§ Work required
Among the entries below, please repeat exactly and only the lines from the line containing "Highlight lamp on pole." to the line containing "Highlight person in boat.", both lines included.

§ Input
◇ ◇ ◇ ◇ ◇ ◇ ◇

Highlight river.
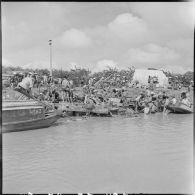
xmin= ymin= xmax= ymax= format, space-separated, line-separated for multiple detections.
xmin=3 ymin=113 xmax=193 ymax=194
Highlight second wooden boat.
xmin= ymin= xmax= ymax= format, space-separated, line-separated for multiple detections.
xmin=167 ymin=103 xmax=193 ymax=114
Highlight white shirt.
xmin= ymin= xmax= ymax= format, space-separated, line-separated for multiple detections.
xmin=171 ymin=98 xmax=177 ymax=105
xmin=43 ymin=75 xmax=47 ymax=83
xmin=181 ymin=98 xmax=191 ymax=107
xmin=58 ymin=78 xmax=62 ymax=84
xmin=18 ymin=77 xmax=33 ymax=90
xmin=62 ymin=79 xmax=69 ymax=88
xmin=69 ymin=80 xmax=73 ymax=87
xmin=164 ymin=98 xmax=170 ymax=106
xmin=88 ymin=78 xmax=93 ymax=85
xmin=146 ymin=90 xmax=151 ymax=96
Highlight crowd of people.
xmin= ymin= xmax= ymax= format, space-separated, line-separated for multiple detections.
xmin=8 ymin=71 xmax=192 ymax=115
xmin=3 ymin=70 xmax=193 ymax=116
xmin=134 ymin=90 xmax=192 ymax=114
xmin=8 ymin=72 xmax=59 ymax=88
xmin=12 ymin=72 xmax=74 ymax=103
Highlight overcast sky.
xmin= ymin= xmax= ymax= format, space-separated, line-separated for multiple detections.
xmin=2 ymin=2 xmax=194 ymax=73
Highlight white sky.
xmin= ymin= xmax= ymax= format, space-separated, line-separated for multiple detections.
xmin=2 ymin=2 xmax=194 ymax=73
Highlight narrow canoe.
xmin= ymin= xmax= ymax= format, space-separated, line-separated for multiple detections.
xmin=91 ymin=107 xmax=111 ymax=116
xmin=167 ymin=103 xmax=193 ymax=114
xmin=109 ymin=107 xmax=119 ymax=114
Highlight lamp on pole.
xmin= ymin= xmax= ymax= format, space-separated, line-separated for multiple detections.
xmin=49 ymin=40 xmax=52 ymax=77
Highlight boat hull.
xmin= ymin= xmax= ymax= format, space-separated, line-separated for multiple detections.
xmin=109 ymin=107 xmax=119 ymax=114
xmin=57 ymin=102 xmax=112 ymax=116
xmin=2 ymin=89 xmax=60 ymax=133
xmin=167 ymin=103 xmax=193 ymax=114
xmin=91 ymin=107 xmax=112 ymax=116
xmin=2 ymin=113 xmax=60 ymax=133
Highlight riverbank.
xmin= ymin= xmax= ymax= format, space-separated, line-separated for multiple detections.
xmin=4 ymin=84 xmax=193 ymax=118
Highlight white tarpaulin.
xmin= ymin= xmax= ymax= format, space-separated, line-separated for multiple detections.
xmin=132 ymin=69 xmax=168 ymax=87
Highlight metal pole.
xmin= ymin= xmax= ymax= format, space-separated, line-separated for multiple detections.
xmin=49 ymin=40 xmax=52 ymax=77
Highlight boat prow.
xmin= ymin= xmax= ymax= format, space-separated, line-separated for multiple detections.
xmin=167 ymin=103 xmax=193 ymax=114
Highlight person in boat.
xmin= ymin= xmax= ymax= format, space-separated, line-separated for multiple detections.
xmin=146 ymin=87 xmax=151 ymax=97
xmin=135 ymin=92 xmax=145 ymax=112
xmin=61 ymin=77 xmax=70 ymax=102
xmin=47 ymin=76 xmax=53 ymax=85
xmin=162 ymin=90 xmax=167 ymax=98
xmin=36 ymin=74 xmax=42 ymax=89
xmin=181 ymin=92 xmax=192 ymax=107
xmin=157 ymin=94 xmax=164 ymax=112
xmin=43 ymin=74 xmax=48 ymax=84
xmin=143 ymin=101 xmax=150 ymax=114
xmin=170 ymin=95 xmax=177 ymax=105
xmin=90 ymin=93 xmax=100 ymax=105
xmin=84 ymin=94 xmax=95 ymax=116
xmin=38 ymin=92 xmax=45 ymax=101
xmin=46 ymin=90 xmax=53 ymax=101
xmin=41 ymin=89 xmax=48 ymax=101
xmin=17 ymin=72 xmax=33 ymax=95
xmin=97 ymin=92 xmax=105 ymax=104
xmin=112 ymin=88 xmax=117 ymax=98
xmin=148 ymin=76 xmax=151 ymax=85
xmin=69 ymin=79 xmax=74 ymax=103
xmin=151 ymin=93 xmax=158 ymax=113
xmin=116 ymin=89 xmax=121 ymax=98
xmin=120 ymin=88 xmax=128 ymax=106
xmin=161 ymin=90 xmax=168 ymax=106
xmin=88 ymin=77 xmax=94 ymax=86
xmin=52 ymin=89 xmax=60 ymax=103
xmin=146 ymin=91 xmax=156 ymax=113
xmin=163 ymin=95 xmax=170 ymax=112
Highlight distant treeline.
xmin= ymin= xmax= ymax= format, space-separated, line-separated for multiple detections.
xmin=2 ymin=65 xmax=194 ymax=87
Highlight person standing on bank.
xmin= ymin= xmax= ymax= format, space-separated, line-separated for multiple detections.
xmin=69 ymin=79 xmax=74 ymax=103
xmin=62 ymin=77 xmax=70 ymax=102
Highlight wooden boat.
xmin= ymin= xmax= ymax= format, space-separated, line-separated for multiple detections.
xmin=2 ymin=110 xmax=60 ymax=133
xmin=56 ymin=102 xmax=112 ymax=117
xmin=2 ymin=89 xmax=60 ymax=133
xmin=91 ymin=106 xmax=112 ymax=116
xmin=56 ymin=102 xmax=88 ymax=116
xmin=167 ymin=102 xmax=193 ymax=114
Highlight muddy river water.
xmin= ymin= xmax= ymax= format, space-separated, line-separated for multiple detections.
xmin=3 ymin=113 xmax=193 ymax=193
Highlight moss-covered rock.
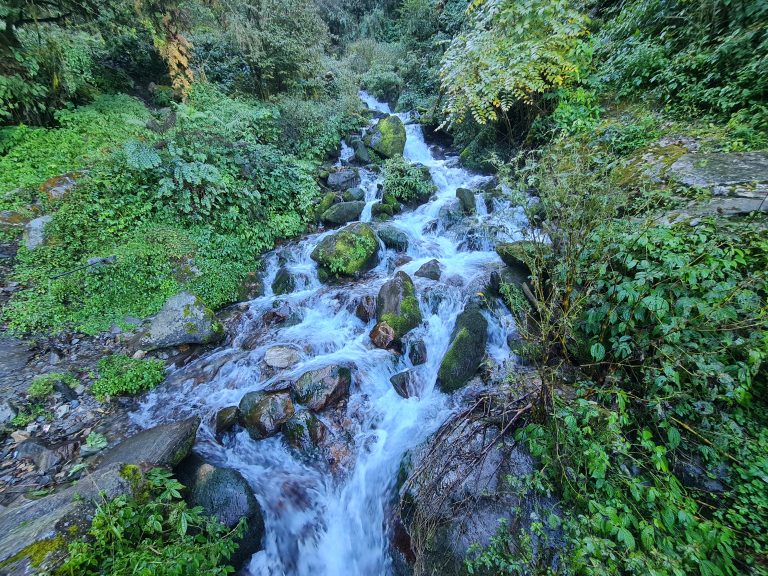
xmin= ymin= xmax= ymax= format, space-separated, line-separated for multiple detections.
xmin=376 ymin=271 xmax=422 ymax=340
xmin=377 ymin=225 xmax=409 ymax=252
xmin=364 ymin=115 xmax=406 ymax=158
xmin=315 ymin=191 xmax=338 ymax=221
xmin=239 ymin=390 xmax=294 ymax=440
xmin=321 ymin=201 xmax=365 ymax=226
xmin=456 ymin=188 xmax=476 ymax=214
xmin=139 ymin=292 xmax=224 ymax=351
xmin=437 ymin=303 xmax=488 ymax=393
xmin=271 ymin=266 xmax=296 ymax=295
xmin=283 ymin=411 xmax=328 ymax=453
xmin=292 ymin=365 xmax=351 ymax=411
xmin=310 ymin=223 xmax=379 ymax=280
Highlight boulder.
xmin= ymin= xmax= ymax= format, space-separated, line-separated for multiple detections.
xmin=352 ymin=295 xmax=377 ymax=323
xmin=456 ymin=188 xmax=476 ymax=214
xmin=353 ymin=140 xmax=371 ymax=164
xmin=214 ymin=406 xmax=239 ymax=438
xmin=376 ymin=271 xmax=422 ymax=340
xmin=414 ymin=259 xmax=441 ymax=281
xmin=438 ymin=198 xmax=463 ymax=229
xmin=176 ymin=454 xmax=265 ymax=569
xmin=310 ymin=223 xmax=379 ymax=280
xmin=495 ymin=241 xmax=545 ymax=275
xmin=292 ymin=365 xmax=351 ymax=412
xmin=283 ymin=411 xmax=328 ymax=453
xmin=668 ymin=152 xmax=768 ymax=194
xmin=370 ymin=321 xmax=397 ymax=350
xmin=321 ymin=201 xmax=365 ymax=225
xmin=272 ymin=267 xmax=296 ymax=295
xmin=407 ymin=338 xmax=428 ymax=366
xmin=139 ymin=292 xmax=224 ymax=351
xmin=437 ymin=303 xmax=488 ymax=393
xmin=327 ymin=168 xmax=360 ymax=191
xmin=377 ymin=225 xmax=409 ymax=252
xmin=239 ymin=390 xmax=294 ymax=440
xmin=364 ymin=115 xmax=406 ymax=158
xmin=371 ymin=201 xmax=396 ymax=220
xmin=23 ymin=215 xmax=52 ymax=250
xmin=264 ymin=346 xmax=301 ymax=369
xmin=390 ymin=369 xmax=415 ymax=398
xmin=97 ymin=416 xmax=200 ymax=469
xmin=343 ymin=187 xmax=365 ymax=201
xmin=40 ymin=173 xmax=77 ymax=202
xmin=315 ymin=191 xmax=338 ymax=221
xmin=0 ymin=463 xmax=132 ymax=574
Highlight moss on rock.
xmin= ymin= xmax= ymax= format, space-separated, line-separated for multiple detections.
xmin=437 ymin=303 xmax=488 ymax=393
xmin=310 ymin=223 xmax=379 ymax=280
xmin=364 ymin=115 xmax=406 ymax=158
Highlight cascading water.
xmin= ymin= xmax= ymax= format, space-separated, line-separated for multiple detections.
xmin=132 ymin=92 xmax=528 ymax=576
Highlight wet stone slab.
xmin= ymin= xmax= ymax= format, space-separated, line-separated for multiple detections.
xmin=669 ymin=152 xmax=768 ymax=196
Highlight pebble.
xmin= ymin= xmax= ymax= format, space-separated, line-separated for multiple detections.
xmin=55 ymin=405 xmax=70 ymax=419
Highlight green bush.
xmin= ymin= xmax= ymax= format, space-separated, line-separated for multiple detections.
xmin=61 ymin=467 xmax=244 ymax=576
xmin=382 ymin=156 xmax=436 ymax=204
xmin=27 ymin=372 xmax=77 ymax=399
xmin=91 ymin=354 xmax=166 ymax=399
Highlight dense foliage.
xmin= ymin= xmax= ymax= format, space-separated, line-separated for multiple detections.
xmin=62 ymin=467 xmax=245 ymax=576
xmin=91 ymin=354 xmax=167 ymax=399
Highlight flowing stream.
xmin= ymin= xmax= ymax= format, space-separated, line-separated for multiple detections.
xmin=133 ymin=93 xmax=527 ymax=575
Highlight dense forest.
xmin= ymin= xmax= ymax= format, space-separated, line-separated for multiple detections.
xmin=0 ymin=0 xmax=766 ymax=575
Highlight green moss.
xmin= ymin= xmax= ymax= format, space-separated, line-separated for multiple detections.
xmin=0 ymin=536 xmax=65 ymax=570
xmin=381 ymin=294 xmax=421 ymax=338
xmin=311 ymin=223 xmax=379 ymax=278
xmin=315 ymin=192 xmax=337 ymax=220
xmin=365 ymin=115 xmax=406 ymax=158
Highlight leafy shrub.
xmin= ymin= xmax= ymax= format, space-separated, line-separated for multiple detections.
xmin=28 ymin=372 xmax=77 ymax=399
xmin=91 ymin=354 xmax=166 ymax=399
xmin=382 ymin=156 xmax=436 ymax=204
xmin=62 ymin=467 xmax=244 ymax=575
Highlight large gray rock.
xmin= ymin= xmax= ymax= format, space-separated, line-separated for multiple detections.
xmin=415 ymin=259 xmax=441 ymax=281
xmin=668 ymin=152 xmax=768 ymax=196
xmin=0 ymin=463 xmax=132 ymax=574
xmin=292 ymin=365 xmax=351 ymax=411
xmin=239 ymin=390 xmax=294 ymax=440
xmin=139 ymin=292 xmax=224 ymax=351
xmin=264 ymin=346 xmax=301 ymax=369
xmin=176 ymin=454 xmax=265 ymax=569
xmin=377 ymin=225 xmax=409 ymax=252
xmin=353 ymin=140 xmax=371 ymax=164
xmin=96 ymin=416 xmax=200 ymax=469
xmin=327 ymin=168 xmax=360 ymax=191
xmin=321 ymin=201 xmax=365 ymax=225
xmin=437 ymin=303 xmax=488 ymax=393
xmin=23 ymin=215 xmax=52 ymax=250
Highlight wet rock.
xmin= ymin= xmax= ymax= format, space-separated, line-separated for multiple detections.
xmin=264 ymin=346 xmax=301 ymax=369
xmin=0 ymin=400 xmax=16 ymax=426
xmin=96 ymin=417 xmax=200 ymax=469
xmin=353 ymin=295 xmax=377 ymax=323
xmin=364 ymin=115 xmax=406 ymax=158
xmin=668 ymin=152 xmax=768 ymax=195
xmin=353 ymin=140 xmax=371 ymax=164
xmin=414 ymin=259 xmax=441 ymax=281
xmin=262 ymin=301 xmax=292 ymax=325
xmin=283 ymin=411 xmax=328 ymax=453
xmin=23 ymin=215 xmax=52 ymax=250
xmin=376 ymin=271 xmax=422 ymax=340
xmin=343 ymin=186 xmax=365 ymax=201
xmin=437 ymin=303 xmax=488 ymax=393
xmin=456 ymin=187 xmax=476 ymax=214
xmin=310 ymin=222 xmax=379 ymax=279
xmin=321 ymin=201 xmax=365 ymax=225
xmin=407 ymin=338 xmax=427 ymax=366
xmin=40 ymin=173 xmax=77 ymax=202
xmin=372 ymin=201 xmax=396 ymax=220
xmin=327 ymin=168 xmax=360 ymax=191
xmin=390 ymin=370 xmax=415 ymax=398
xmin=438 ymin=198 xmax=463 ymax=229
xmin=0 ymin=463 xmax=132 ymax=574
xmin=176 ymin=454 xmax=266 ymax=569
xmin=271 ymin=267 xmax=296 ymax=295
xmin=239 ymin=390 xmax=294 ymax=440
xmin=139 ymin=292 xmax=224 ymax=351
xmin=370 ymin=321 xmax=398 ymax=350
xmin=377 ymin=225 xmax=409 ymax=252
xmin=394 ymin=254 xmax=413 ymax=268
xmin=495 ymin=241 xmax=547 ymax=276
xmin=445 ymin=274 xmax=464 ymax=287
xmin=292 ymin=365 xmax=351 ymax=412
xmin=214 ymin=406 xmax=240 ymax=437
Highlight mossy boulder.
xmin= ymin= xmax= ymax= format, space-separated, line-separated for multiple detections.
xmin=343 ymin=187 xmax=365 ymax=201
xmin=310 ymin=223 xmax=379 ymax=280
xmin=437 ymin=302 xmax=488 ymax=393
xmin=239 ymin=390 xmax=294 ymax=440
xmin=456 ymin=188 xmax=476 ymax=214
xmin=372 ymin=200 xmax=397 ymax=220
xmin=315 ymin=191 xmax=338 ymax=221
xmin=139 ymin=292 xmax=224 ymax=351
xmin=271 ymin=266 xmax=296 ymax=295
xmin=292 ymin=365 xmax=351 ymax=411
xmin=321 ymin=201 xmax=365 ymax=226
xmin=376 ymin=271 xmax=422 ymax=340
xmin=495 ymin=241 xmax=547 ymax=276
xmin=283 ymin=411 xmax=328 ymax=453
xmin=176 ymin=454 xmax=265 ymax=570
xmin=365 ymin=115 xmax=406 ymax=158
xmin=327 ymin=168 xmax=360 ymax=191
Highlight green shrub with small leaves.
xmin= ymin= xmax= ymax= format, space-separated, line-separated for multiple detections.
xmin=382 ymin=156 xmax=436 ymax=205
xmin=91 ymin=354 xmax=166 ymax=399
xmin=61 ymin=467 xmax=244 ymax=576
xmin=27 ymin=372 xmax=77 ymax=399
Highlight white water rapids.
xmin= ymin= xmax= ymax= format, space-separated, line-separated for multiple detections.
xmin=133 ymin=93 xmax=528 ymax=575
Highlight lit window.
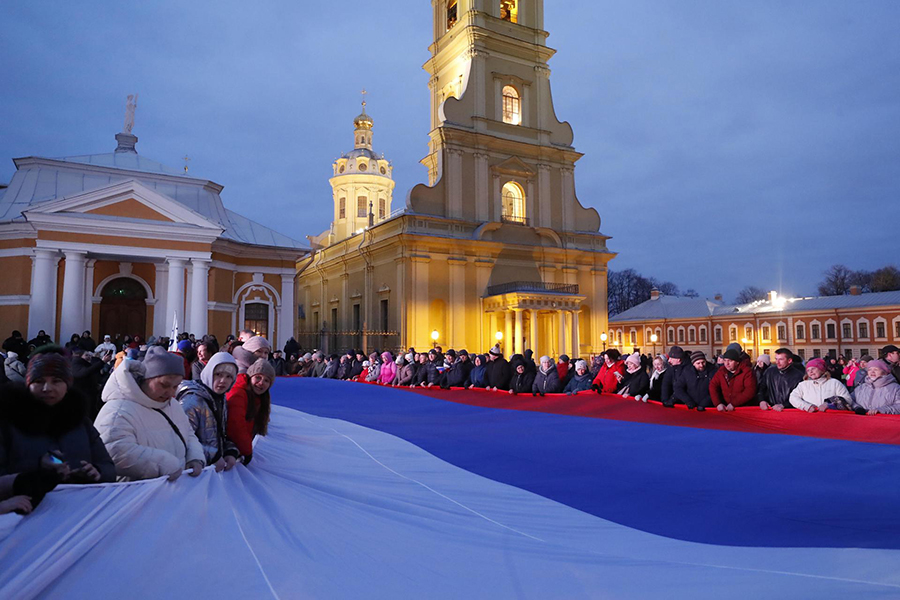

◇ ◇ ◇ ◇ ◇ ◇ ◇

§ Task output
Highlight lamp on pole.
xmin= ymin= xmax= ymax= format, space-separated, line-separated for multiple detections.
xmin=49 ymin=40 xmax=52 ymax=77
Highlight boat hull.
xmin= ymin= xmax= ymax= format, space-separated, line-separated for multiple detections.
xmin=109 ymin=107 xmax=119 ymax=114
xmin=57 ymin=102 xmax=112 ymax=116
xmin=2 ymin=89 xmax=60 ymax=133
xmin=167 ymin=103 xmax=193 ymax=114
xmin=91 ymin=107 xmax=112 ymax=116
xmin=2 ymin=113 xmax=60 ymax=133
Highlight riverbank.
xmin= ymin= xmax= ymax= format, space-separated, line-separated for multiple detections.
xmin=4 ymin=84 xmax=193 ymax=118
Highlight white tarpaulin.
xmin= ymin= xmax= ymax= format, space-separated, line-separated for multiple detections.
xmin=132 ymin=69 xmax=168 ymax=87
Highlight metal pole.
xmin= ymin= xmax= ymax= format, space-separated, line-separated for multiple detections.
xmin=49 ymin=40 xmax=52 ymax=77
Highlight boat prow.
xmin= ymin= xmax= ymax= format, space-separated, line-separated for multiple detections.
xmin=167 ymin=103 xmax=193 ymax=114
Highlight person in boat.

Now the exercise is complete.